## GIVEN INSTRUCTION
Please pull out every line of the records below that contains the word "stainless", copying each one whole. Case counts.

Records from a data collection
┄┄┄┄┄┄┄┄┄┄┄┄┄┄┄┄┄┄┄┄
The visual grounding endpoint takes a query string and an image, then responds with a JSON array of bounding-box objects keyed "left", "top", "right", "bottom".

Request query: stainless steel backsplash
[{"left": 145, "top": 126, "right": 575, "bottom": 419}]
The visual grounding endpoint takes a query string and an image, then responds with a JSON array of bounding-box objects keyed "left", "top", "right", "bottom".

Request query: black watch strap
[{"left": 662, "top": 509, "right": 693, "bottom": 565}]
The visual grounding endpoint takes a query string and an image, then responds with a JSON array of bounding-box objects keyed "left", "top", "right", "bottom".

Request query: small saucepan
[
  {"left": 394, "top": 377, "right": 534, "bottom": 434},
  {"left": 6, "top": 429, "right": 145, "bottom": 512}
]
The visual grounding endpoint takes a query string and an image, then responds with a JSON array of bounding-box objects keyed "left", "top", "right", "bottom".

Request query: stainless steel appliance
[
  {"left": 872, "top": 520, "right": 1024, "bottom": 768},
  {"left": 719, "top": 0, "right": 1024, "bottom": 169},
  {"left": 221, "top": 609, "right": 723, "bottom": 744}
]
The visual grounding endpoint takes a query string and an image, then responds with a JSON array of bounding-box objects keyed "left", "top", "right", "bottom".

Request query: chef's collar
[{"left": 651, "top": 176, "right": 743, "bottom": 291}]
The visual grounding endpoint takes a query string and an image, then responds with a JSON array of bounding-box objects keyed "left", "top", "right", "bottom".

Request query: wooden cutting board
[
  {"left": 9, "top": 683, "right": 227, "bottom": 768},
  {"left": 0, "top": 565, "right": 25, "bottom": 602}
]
┄┄┄┄┄┄┄┄┄┄┄┄┄┄┄┄┄┄┄┄
## THE OUTPUT
Request query: stainless steel backsplash
Request query: stainless steel appliance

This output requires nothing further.